**GIVEN PROBLEM:** Rewrite these lines with "broken window" changed to "shattered window" and everything else left as it is. Leave the pictures out.

start RECORDS FOR THE TASK

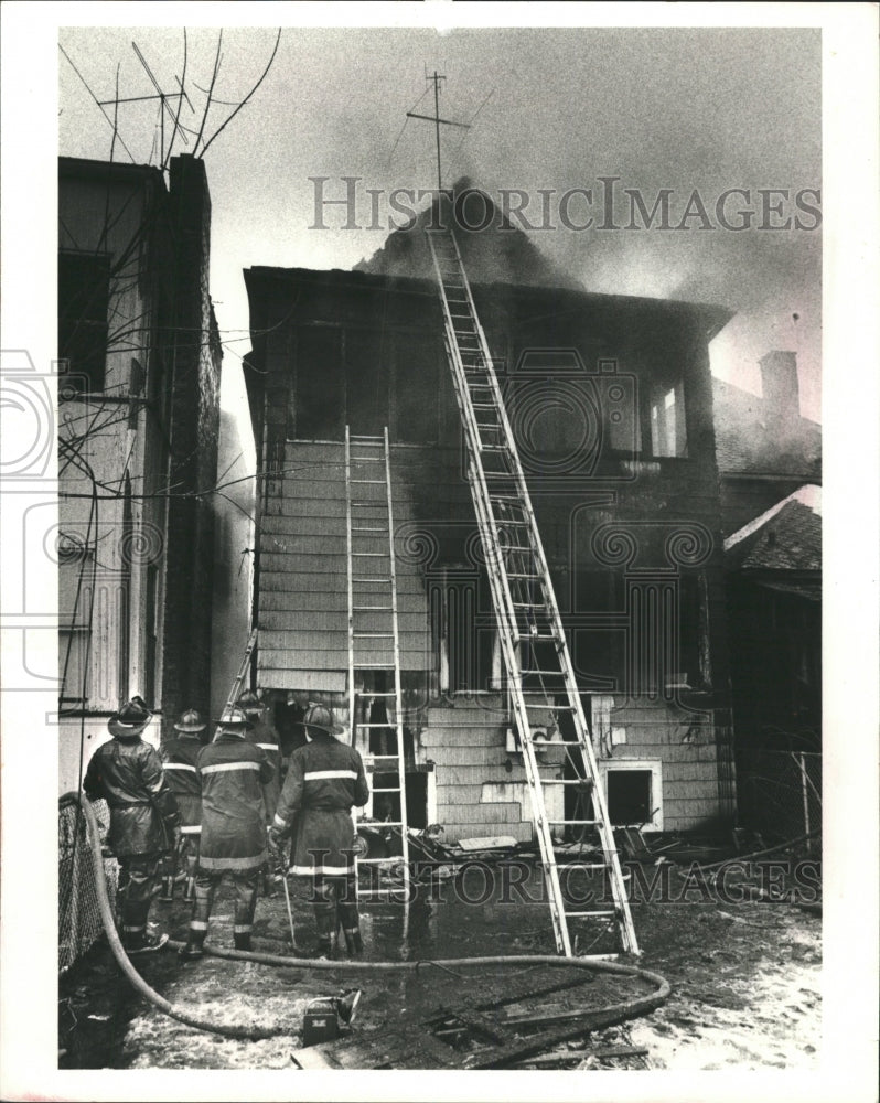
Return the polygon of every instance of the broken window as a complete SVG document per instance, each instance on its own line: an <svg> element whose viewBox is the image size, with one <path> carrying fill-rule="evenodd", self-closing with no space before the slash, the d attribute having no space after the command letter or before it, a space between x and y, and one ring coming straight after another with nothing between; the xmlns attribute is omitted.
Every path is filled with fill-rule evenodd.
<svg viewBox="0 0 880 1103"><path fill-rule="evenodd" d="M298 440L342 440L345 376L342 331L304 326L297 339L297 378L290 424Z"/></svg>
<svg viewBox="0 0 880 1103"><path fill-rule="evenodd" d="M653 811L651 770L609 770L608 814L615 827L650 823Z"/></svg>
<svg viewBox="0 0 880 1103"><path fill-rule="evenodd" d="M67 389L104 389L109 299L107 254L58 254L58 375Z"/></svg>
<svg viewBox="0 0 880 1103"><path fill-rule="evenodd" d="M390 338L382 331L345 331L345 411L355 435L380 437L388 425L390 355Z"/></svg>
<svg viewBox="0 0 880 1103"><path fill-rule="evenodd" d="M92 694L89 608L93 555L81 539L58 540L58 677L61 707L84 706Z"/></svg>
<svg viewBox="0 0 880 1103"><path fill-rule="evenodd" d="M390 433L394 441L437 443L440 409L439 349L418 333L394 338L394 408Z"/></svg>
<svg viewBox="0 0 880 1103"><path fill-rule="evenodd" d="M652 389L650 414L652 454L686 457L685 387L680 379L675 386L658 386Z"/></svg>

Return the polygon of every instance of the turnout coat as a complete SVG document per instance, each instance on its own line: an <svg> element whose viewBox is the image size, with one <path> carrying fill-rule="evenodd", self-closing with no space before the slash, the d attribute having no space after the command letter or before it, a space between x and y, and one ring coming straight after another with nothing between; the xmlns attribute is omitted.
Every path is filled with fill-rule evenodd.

end RECORDS FOR THE TASK

**TASK OUTPUT:**
Return the polygon of every instance of the shattered window as a complete SVG document per instance, each instance on its own line: an <svg> element whose viewBox is the image size, with one <path> carrying fill-rule="evenodd", self-closing with no space before the slash, the d attribute having no space after the command letter or before it, a space between x and y, and one ring coming straight after another with nothing between; the xmlns attribute is omitted.
Every path is filled with fill-rule evenodd.
<svg viewBox="0 0 880 1103"><path fill-rule="evenodd" d="M298 440L342 440L345 376L342 331L304 326L297 339L297 378L290 424Z"/></svg>
<svg viewBox="0 0 880 1103"><path fill-rule="evenodd" d="M653 811L651 770L609 770L608 814L615 827L650 823Z"/></svg>
<svg viewBox="0 0 880 1103"><path fill-rule="evenodd" d="M67 389L104 389L109 299L107 254L58 254L58 375Z"/></svg>
<svg viewBox="0 0 880 1103"><path fill-rule="evenodd" d="M390 338L382 331L345 331L345 411L355 435L380 437L388 425L390 355Z"/></svg>
<svg viewBox="0 0 880 1103"><path fill-rule="evenodd" d="M92 694L89 608L93 555L81 539L58 540L58 677L61 707L84 706Z"/></svg>
<svg viewBox="0 0 880 1103"><path fill-rule="evenodd" d="M390 433L394 441L437 443L440 409L439 349L418 333L394 338L394 408Z"/></svg>
<svg viewBox="0 0 880 1103"><path fill-rule="evenodd" d="M652 389L650 414L652 454L686 457L685 387L680 379L675 386L658 386Z"/></svg>

Return the polygon of every instance of the turnout coat as a complete SVG document per instance, each instance on its own line: an <svg> element whose viewBox is the image size, with one <path> carrying fill-rule="evenodd", self-closing with no space before the slash, the d attribute having no space after the command letter or before it, a space between x and y, and one ring coming straight after another with nothing between; the xmlns attribute is omitted.
Every path is filled with fill-rule evenodd.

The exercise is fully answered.